- **Work required**: From the entries provided below, copy each line that contains the word "field".

(Referring expression data)
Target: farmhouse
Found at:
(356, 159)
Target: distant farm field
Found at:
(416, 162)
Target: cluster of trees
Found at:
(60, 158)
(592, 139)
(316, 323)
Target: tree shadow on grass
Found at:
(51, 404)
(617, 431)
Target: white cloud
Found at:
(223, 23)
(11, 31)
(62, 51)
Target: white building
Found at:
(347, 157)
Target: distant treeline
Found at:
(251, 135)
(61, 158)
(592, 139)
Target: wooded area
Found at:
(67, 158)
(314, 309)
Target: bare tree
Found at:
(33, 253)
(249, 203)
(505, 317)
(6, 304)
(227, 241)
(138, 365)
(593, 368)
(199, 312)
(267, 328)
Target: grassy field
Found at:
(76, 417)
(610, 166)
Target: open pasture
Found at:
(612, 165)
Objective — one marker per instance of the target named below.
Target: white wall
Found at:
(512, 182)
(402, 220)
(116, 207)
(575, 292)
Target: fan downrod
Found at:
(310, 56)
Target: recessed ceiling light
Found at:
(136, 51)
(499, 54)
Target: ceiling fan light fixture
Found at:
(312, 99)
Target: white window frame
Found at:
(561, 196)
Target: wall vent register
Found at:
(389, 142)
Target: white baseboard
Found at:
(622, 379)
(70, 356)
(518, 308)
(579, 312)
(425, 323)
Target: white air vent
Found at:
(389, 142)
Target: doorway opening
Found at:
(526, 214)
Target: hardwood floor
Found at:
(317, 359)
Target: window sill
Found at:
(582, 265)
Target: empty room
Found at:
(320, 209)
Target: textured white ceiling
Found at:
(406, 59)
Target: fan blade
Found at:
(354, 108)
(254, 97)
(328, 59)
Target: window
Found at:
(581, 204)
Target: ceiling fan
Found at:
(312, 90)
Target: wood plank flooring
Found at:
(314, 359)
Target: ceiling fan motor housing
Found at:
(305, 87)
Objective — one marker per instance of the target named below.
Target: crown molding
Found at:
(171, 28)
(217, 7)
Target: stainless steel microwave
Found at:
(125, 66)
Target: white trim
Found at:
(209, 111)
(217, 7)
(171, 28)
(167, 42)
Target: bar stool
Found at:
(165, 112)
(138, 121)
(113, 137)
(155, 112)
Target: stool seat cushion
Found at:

- **Reply**:
Target: distant farm field
Target: grassy field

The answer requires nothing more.